Measuring Plate Motion with gps

Part 2: What can GPS tell us about Iceland?

Time series plots show the position of a monument as time passes. There are three directional components: north-south, east-west, and up-down movement (We are not using the vertical motion in this exercise).

Sketch of a GPS moving north Sketch the graph for a GPS moving south

Sketch the graph for a GPS moving east Sketch the graph for a GPS moving west

By analyzing multiple GPS time series plots you can determine the directions and rates of regional deformation. As the ground moves, these GPS stations move with it. Look at the data from GPS monuments REYK and HOFN, from Iceland.

1. 
   Think, simulate the movement of each GPS using the data and the map with your gumdrop GPS models, then discuss with your neighbor: what general directions are monuments REYK and HOFN moving? How did you determine this?
   

2. 
   Are the two monuments moving towards each other, away from each other, or in the same direction?
   

3. 
   On these time series plots, the trend lines have already been drawn for you. What are the units of measurement for these time series?
   

X-axis uses _______________ and y-axis uses _______________________

North: ___ mm/yr

East: ___ mm/yr

REYK

East: ___ mm/yr

We know the velocity each monument is moving in the north-south direction and in the east-west direction. Now we are going to add these together to show the total horizontal motion.

1. 
   Copy your answers from the previous pages for REYK and HOFN onto the blanks at the bottom of the map of Iceland. Remember that directions to the south and west are written as negative values. REYK is on the west side of Iceland; HOFN is on the east side of Iceland.
   

What is a vector? A vector is a special type of arrow that shows velocity and direction of motion. We can draw a vector to show the north motion and another vector to show the east (or west) motion. By adding them together we can show the total horizontal motion! The vector’s tail is the starting location of the GPS monument. The direction the vector points is the direction the GPS station is moving. The length of the vector represents the velocity the GPS monument and the land beneath it is moving.
Adding vectors: Step 1. Start at the origin (0,0) draw a light arrow along the north axis the length equal to the north velocity (e.g. one block is 1 mm/yr.)	Step 2. Draw the east vector from the end of the north vector’s arrowhead. (A vector moving west is drawn to the west.)	Step 3. Draw a diagonal arrow from (0,0) to the arrowhead of the east vector. This new vector is the sum of the north and east vectors.

2. 
   Following the steps above, use the graph paper on the map near REYK to add the North and East velocities together to find the total horizontal velocity for REYK on previous page.
   
3. 
   Using the same procedure, draw the total horizontal motion vector for HOFN.
   
4. 
   Use your gumdrop models to simulate this motion by moving your model along each vector, starting at the tail and moving the model toward the head. Does this match the movements you had simulated the beginning of Part 2?
   

Work with a partner to answer these questions.

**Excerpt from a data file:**

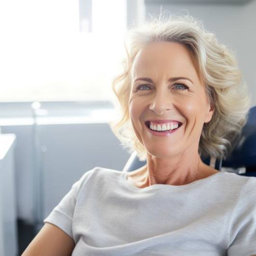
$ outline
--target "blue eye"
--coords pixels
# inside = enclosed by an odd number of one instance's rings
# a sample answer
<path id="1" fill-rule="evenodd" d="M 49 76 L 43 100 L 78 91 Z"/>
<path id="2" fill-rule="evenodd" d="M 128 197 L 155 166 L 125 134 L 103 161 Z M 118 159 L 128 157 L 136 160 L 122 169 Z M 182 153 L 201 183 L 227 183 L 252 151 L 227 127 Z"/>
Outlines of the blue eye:
<path id="1" fill-rule="evenodd" d="M 183 86 L 184 88 L 184 90 L 186 90 L 186 89 L 188 89 L 188 86 L 185 85 L 185 84 L 183 84 L 183 83 L 175 83 L 175 85 L 181 85 Z"/>
<path id="2" fill-rule="evenodd" d="M 137 90 L 140 90 L 140 88 L 144 87 L 144 86 L 146 86 L 146 87 L 149 87 L 149 86 L 148 86 L 148 84 L 140 84 L 137 87 Z M 143 90 L 144 91 L 144 90 Z"/>
<path id="3" fill-rule="evenodd" d="M 181 88 L 182 90 L 186 90 L 186 89 L 188 88 L 188 87 L 187 86 L 187 85 L 185 85 L 185 84 L 183 84 L 183 83 L 175 83 L 175 84 L 174 84 L 174 85 L 175 86 L 178 85 L 178 86 L 180 86 L 181 85 L 182 87 L 183 87 L 183 89 L 182 89 L 182 88 Z M 146 87 L 148 87 L 148 88 L 150 87 L 150 86 L 148 85 L 148 84 L 140 84 L 137 87 L 137 90 L 140 90 L 144 91 L 144 90 L 141 89 L 141 88 L 144 87 L 144 86 Z"/>

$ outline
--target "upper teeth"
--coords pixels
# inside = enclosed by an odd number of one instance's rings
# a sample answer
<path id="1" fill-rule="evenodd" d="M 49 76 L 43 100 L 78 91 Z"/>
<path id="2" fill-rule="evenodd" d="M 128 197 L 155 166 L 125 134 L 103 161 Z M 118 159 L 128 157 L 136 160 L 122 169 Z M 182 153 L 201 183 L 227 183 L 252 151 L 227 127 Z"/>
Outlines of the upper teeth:
<path id="1" fill-rule="evenodd" d="M 178 127 L 178 124 L 174 124 L 172 122 L 167 122 L 162 123 L 161 124 L 158 124 L 157 126 L 156 124 L 153 124 L 152 122 L 150 122 L 149 127 L 151 130 L 155 131 L 169 131 L 170 130 L 174 130 Z"/>

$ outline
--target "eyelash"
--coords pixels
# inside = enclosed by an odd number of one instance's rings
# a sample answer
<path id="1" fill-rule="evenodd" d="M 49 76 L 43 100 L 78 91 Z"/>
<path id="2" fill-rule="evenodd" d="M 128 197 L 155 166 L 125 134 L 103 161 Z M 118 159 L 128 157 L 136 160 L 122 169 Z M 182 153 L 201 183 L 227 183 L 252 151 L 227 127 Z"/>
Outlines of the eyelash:
<path id="1" fill-rule="evenodd" d="M 185 87 L 185 89 L 183 89 L 183 90 L 185 90 L 186 89 L 189 89 L 189 87 L 187 86 L 187 85 L 186 85 L 185 84 L 184 84 L 183 83 L 175 83 L 174 84 L 174 85 L 182 85 L 183 86 L 184 86 Z M 138 86 L 137 87 L 137 91 L 139 90 L 140 88 L 141 87 L 142 87 L 142 86 L 144 86 L 145 85 L 147 85 L 148 87 L 149 87 L 149 84 L 140 84 L 139 85 L 138 85 Z M 144 90 L 142 90 L 142 91 L 144 91 Z"/>

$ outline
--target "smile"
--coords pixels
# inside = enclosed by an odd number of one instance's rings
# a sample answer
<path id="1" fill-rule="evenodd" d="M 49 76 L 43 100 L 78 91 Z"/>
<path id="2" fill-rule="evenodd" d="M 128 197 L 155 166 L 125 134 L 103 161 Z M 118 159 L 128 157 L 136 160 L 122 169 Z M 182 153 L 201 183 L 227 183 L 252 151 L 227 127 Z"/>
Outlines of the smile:
<path id="1" fill-rule="evenodd" d="M 168 125 L 169 124 L 167 124 L 167 125 L 166 125 L 165 124 L 164 124 L 162 126 L 160 125 L 159 125 L 158 127 L 157 126 L 156 129 L 158 130 L 155 130 L 155 129 L 154 130 L 152 130 L 150 129 L 150 126 L 151 128 L 156 128 L 156 125 L 152 125 L 152 123 L 150 124 L 150 122 L 149 121 L 146 121 L 145 123 L 147 129 L 149 131 L 149 132 L 151 134 L 156 136 L 169 136 L 171 134 L 176 132 L 176 131 L 177 131 L 179 127 L 182 125 L 182 123 L 179 123 L 178 124 L 174 125 L 173 125 L 173 124 L 171 124 L 170 125 Z M 162 131 L 162 128 L 163 130 L 165 130 Z M 170 130 L 169 130 L 170 129 Z"/>

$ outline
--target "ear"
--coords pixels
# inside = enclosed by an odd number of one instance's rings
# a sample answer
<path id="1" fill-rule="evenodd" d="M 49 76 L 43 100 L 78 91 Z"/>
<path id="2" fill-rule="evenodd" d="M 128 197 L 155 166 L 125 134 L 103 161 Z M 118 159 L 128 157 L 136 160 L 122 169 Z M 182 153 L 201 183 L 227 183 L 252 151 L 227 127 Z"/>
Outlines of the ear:
<path id="1" fill-rule="evenodd" d="M 206 112 L 206 115 L 205 118 L 204 119 L 204 122 L 209 122 L 213 117 L 213 113 L 214 113 L 215 108 L 213 104 L 208 104 L 207 108 L 207 112 Z"/>

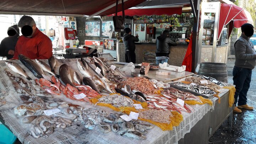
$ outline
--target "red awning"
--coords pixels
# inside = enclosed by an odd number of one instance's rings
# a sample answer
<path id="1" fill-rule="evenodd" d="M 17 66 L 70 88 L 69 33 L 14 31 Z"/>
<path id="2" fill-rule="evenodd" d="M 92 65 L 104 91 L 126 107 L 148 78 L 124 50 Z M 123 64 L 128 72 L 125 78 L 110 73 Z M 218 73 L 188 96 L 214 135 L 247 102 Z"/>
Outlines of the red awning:
<path id="1" fill-rule="evenodd" d="M 128 9 L 124 11 L 124 14 L 126 16 L 141 16 L 143 15 L 151 16 L 151 15 L 171 15 L 175 14 L 181 15 L 182 7 L 165 7 L 149 9 Z M 123 15 L 122 11 L 117 13 L 117 15 L 121 16 Z M 108 16 L 112 16 L 116 15 L 116 14 L 108 15 Z"/>
<path id="2" fill-rule="evenodd" d="M 233 4 L 221 4 L 219 16 L 218 39 L 219 38 L 224 26 L 229 22 L 233 22 L 233 25 L 236 28 L 241 27 L 245 23 L 253 24 L 253 21 L 250 13 Z"/>
<path id="3" fill-rule="evenodd" d="M 124 0 L 124 9 L 137 5 L 145 0 Z M 75 1 L 63 0 L 63 4 L 62 1 L 60 0 L 5 0 L 1 1 L 0 14 L 90 15 L 116 4 L 116 0 L 80 0 Z M 119 4 L 118 6 L 118 11 L 122 10 L 121 5 Z M 104 16 L 115 12 L 115 6 L 97 15 Z"/>

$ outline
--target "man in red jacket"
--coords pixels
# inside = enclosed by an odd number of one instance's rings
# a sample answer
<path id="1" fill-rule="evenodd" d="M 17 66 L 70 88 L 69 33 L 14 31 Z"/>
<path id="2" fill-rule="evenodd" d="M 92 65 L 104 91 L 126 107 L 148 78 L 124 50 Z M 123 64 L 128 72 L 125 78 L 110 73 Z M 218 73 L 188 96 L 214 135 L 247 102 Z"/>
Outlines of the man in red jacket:
<path id="1" fill-rule="evenodd" d="M 52 41 L 37 28 L 32 17 L 22 16 L 18 26 L 21 28 L 22 35 L 18 40 L 13 59 L 18 59 L 20 54 L 32 59 L 48 59 L 52 56 Z"/>

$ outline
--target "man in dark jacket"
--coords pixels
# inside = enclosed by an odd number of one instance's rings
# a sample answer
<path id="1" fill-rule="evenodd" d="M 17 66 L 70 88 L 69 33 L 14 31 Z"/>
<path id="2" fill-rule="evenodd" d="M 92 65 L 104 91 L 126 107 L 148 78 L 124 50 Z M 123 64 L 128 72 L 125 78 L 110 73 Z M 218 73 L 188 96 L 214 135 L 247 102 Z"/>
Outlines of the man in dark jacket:
<path id="1" fill-rule="evenodd" d="M 176 43 L 169 37 L 169 32 L 164 30 L 161 36 L 156 38 L 156 61 L 157 64 L 167 63 L 170 53 L 170 46 L 177 45 Z"/>
<path id="2" fill-rule="evenodd" d="M 8 37 L 2 40 L 0 45 L 0 55 L 6 57 L 7 59 L 12 58 L 18 39 L 20 36 L 20 30 L 17 25 L 14 25 L 8 29 Z"/>
<path id="3" fill-rule="evenodd" d="M 247 110 L 254 108 L 247 105 L 246 96 L 251 82 L 252 70 L 256 65 L 256 54 L 250 40 L 254 33 L 254 26 L 250 23 L 245 23 L 241 27 L 241 30 L 242 33 L 234 44 L 235 61 L 233 69 L 233 80 L 236 89 L 233 111 L 238 113 L 242 111 L 238 107 Z"/>
<path id="4" fill-rule="evenodd" d="M 134 42 L 139 41 L 139 36 L 138 34 L 136 37 L 131 34 L 131 30 L 130 28 L 127 27 L 124 29 L 126 33 L 123 37 L 123 42 L 124 44 L 126 49 L 125 57 L 126 62 L 133 63 L 136 62 L 136 55 L 135 55 L 135 44 Z"/>

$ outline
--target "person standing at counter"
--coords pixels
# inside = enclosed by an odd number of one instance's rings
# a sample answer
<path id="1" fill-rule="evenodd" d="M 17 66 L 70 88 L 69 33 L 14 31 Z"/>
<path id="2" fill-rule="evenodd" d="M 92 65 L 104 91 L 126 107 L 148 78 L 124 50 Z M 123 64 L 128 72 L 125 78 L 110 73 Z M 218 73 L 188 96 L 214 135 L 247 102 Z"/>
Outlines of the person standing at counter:
<path id="1" fill-rule="evenodd" d="M 233 69 L 233 81 L 235 85 L 235 102 L 233 111 L 241 113 L 239 108 L 253 110 L 247 104 L 247 92 L 250 86 L 252 71 L 256 65 L 256 53 L 250 37 L 254 34 L 254 26 L 246 23 L 241 27 L 242 33 L 235 42 L 235 66 Z M 236 106 L 238 101 L 238 106 Z"/>
<path id="2" fill-rule="evenodd" d="M 135 42 L 139 41 L 139 36 L 138 34 L 135 37 L 131 34 L 131 30 L 130 28 L 127 27 L 124 29 L 126 33 L 123 37 L 123 42 L 126 49 L 125 58 L 126 62 L 132 62 L 134 64 L 136 62 L 136 55 Z"/>
<path id="3" fill-rule="evenodd" d="M 22 35 L 17 42 L 13 59 L 18 59 L 20 54 L 32 59 L 48 59 L 52 56 L 52 41 L 37 28 L 32 17 L 22 16 L 18 26 L 21 28 Z"/>
<path id="4" fill-rule="evenodd" d="M 7 34 L 8 37 L 3 39 L 1 42 L 0 55 L 10 59 L 14 56 L 16 43 L 20 37 L 20 29 L 18 26 L 15 25 L 9 27 Z"/>
<path id="5" fill-rule="evenodd" d="M 175 42 L 169 37 L 169 32 L 165 30 L 161 36 L 156 38 L 156 64 L 167 63 L 170 53 L 170 46 L 177 46 Z"/>

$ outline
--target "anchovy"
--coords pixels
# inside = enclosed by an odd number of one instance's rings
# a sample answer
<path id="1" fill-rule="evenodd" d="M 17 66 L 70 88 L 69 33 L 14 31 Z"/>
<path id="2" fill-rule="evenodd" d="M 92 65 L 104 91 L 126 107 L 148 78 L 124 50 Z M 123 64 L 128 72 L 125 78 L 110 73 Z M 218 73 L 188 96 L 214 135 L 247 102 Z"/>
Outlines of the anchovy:
<path id="1" fill-rule="evenodd" d="M 42 69 L 44 71 L 51 74 L 57 78 L 59 78 L 59 75 L 57 75 L 54 72 L 52 71 L 51 68 L 50 66 L 48 65 L 46 63 L 43 62 L 42 61 L 37 59 L 36 59 L 36 62 L 38 63 L 39 65 L 41 66 L 41 68 L 42 68 Z"/>
<path id="2" fill-rule="evenodd" d="M 42 68 L 34 62 L 22 54 L 19 54 L 19 59 L 36 77 L 38 79 L 43 78 L 42 74 L 44 74 Z"/>
<path id="3" fill-rule="evenodd" d="M 25 71 L 17 63 L 10 61 L 5 62 L 5 64 L 13 72 L 19 74 L 26 78 L 28 80 L 31 79 L 26 74 Z"/>
<path id="4" fill-rule="evenodd" d="M 54 57 L 52 56 L 48 59 L 48 63 L 51 67 L 51 71 L 54 73 L 54 69 L 56 64 L 56 60 Z"/>

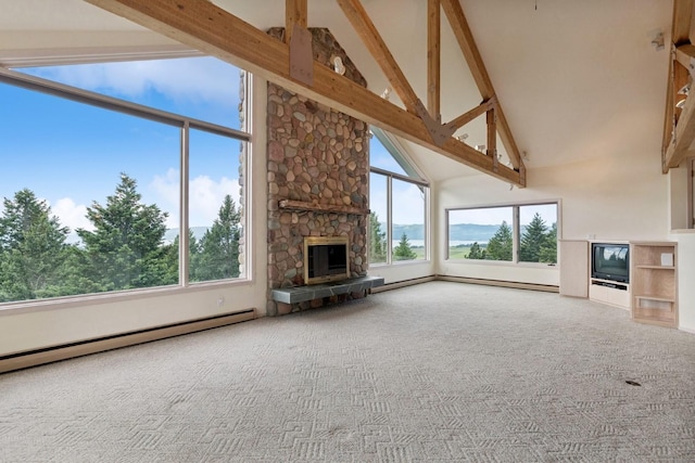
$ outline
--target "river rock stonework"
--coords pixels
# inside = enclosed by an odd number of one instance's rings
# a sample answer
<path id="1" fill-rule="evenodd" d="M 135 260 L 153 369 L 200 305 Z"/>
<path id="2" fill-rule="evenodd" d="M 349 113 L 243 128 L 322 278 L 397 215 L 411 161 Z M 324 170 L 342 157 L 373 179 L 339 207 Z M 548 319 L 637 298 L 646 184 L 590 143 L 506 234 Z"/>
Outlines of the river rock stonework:
<path id="1" fill-rule="evenodd" d="M 309 29 L 314 56 L 329 65 L 341 56 L 350 76 L 366 86 L 327 29 Z M 283 30 L 268 34 L 281 38 Z M 348 236 L 350 272 L 367 272 L 369 129 L 367 124 L 324 104 L 268 83 L 268 293 L 304 284 L 304 236 Z M 282 207 L 290 200 L 307 207 Z M 330 208 L 330 211 L 320 210 Z M 334 211 L 333 211 L 334 210 Z M 268 316 L 320 307 L 362 294 L 295 305 L 268 297 Z"/>

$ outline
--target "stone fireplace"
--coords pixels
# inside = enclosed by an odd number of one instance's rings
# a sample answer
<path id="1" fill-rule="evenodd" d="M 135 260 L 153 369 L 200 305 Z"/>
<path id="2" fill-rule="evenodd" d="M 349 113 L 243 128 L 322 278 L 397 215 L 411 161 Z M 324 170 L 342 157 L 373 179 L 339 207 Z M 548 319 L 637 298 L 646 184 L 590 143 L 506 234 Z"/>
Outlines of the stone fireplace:
<path id="1" fill-rule="evenodd" d="M 349 279 L 349 245 L 348 236 L 304 236 L 304 284 Z"/>
<path id="2" fill-rule="evenodd" d="M 346 67 L 345 76 L 366 87 L 366 81 L 328 29 L 309 30 L 314 59 L 330 66 L 331 56 L 340 56 Z M 282 28 L 270 29 L 268 34 L 283 38 Z M 315 282 L 307 278 L 305 240 L 348 243 L 345 269 L 340 278 L 366 275 L 367 124 L 268 83 L 267 130 L 267 313 L 285 314 L 361 297 L 364 291 L 287 304 L 274 299 L 271 293 Z"/>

**STATED GOAL 1:** According to the GPS plate-motion text, on which side of Iceland is the monument REYK?
**STATED GOAL 2:** Write the next part of the GPS plate-motion text, picking up after its last sentence.
The records aren't needed for anything here.

**ANSWER 1:** The west side.

**ANSWER 2:**
1. Describe how the resulting vectors of the two GPS monuments REYK and HOFN are different and how they are similar.

2. Remember that the monuments are fastened to the ground. If they are moving, then the ground must be moving. If you flew in a plane over Iceland, 1000 years from now, how far apart will the monuments be in the east – west direction? (Hint, go back to the East graphs)

3. Give one possible explanation for the way the ground is moving in Iceland. What’s filling in the gap that is forming?

4. The map shows the location of recent lava eruptions in Iceland. On your map with vectors, sketch in the Mid-Atlantic Ridge. In what way does this support or conflict with your explanation?

5. What kind of tectonic boundary is this?

Bonus: Where else in the world do we see seafloor spreading? Where in the past have we seen seafloor spreading? If your teacher directs you to use computers, use the UNAVCO Velocity Viewer to explore the world to find this answer.

Calculate the magnitude of the annual motion vectors for REYK and HOFN. You can use a ruler and the graph paper to create a scale or you can use the Pythagorean theorem. (That is, take the square root of [(north velocity)² + (east velocity)² ].)

There are a few gaps in the data for some of the stations. Given what you know now about how GPS data is collected and their location in Iceland, give two possible causes for the gaps.
Extension – Explore plate motions using GPS data on the UNAVCO Velocity Map tool:

Good job! Now you can look at scientific GPS time series plots and figure out the direction our Earth’s tectonic plates are moving! Go explore using the UNAVCO GPS Velocity Viewer: (Google search for UNAVCO GPS Velocity Viewer)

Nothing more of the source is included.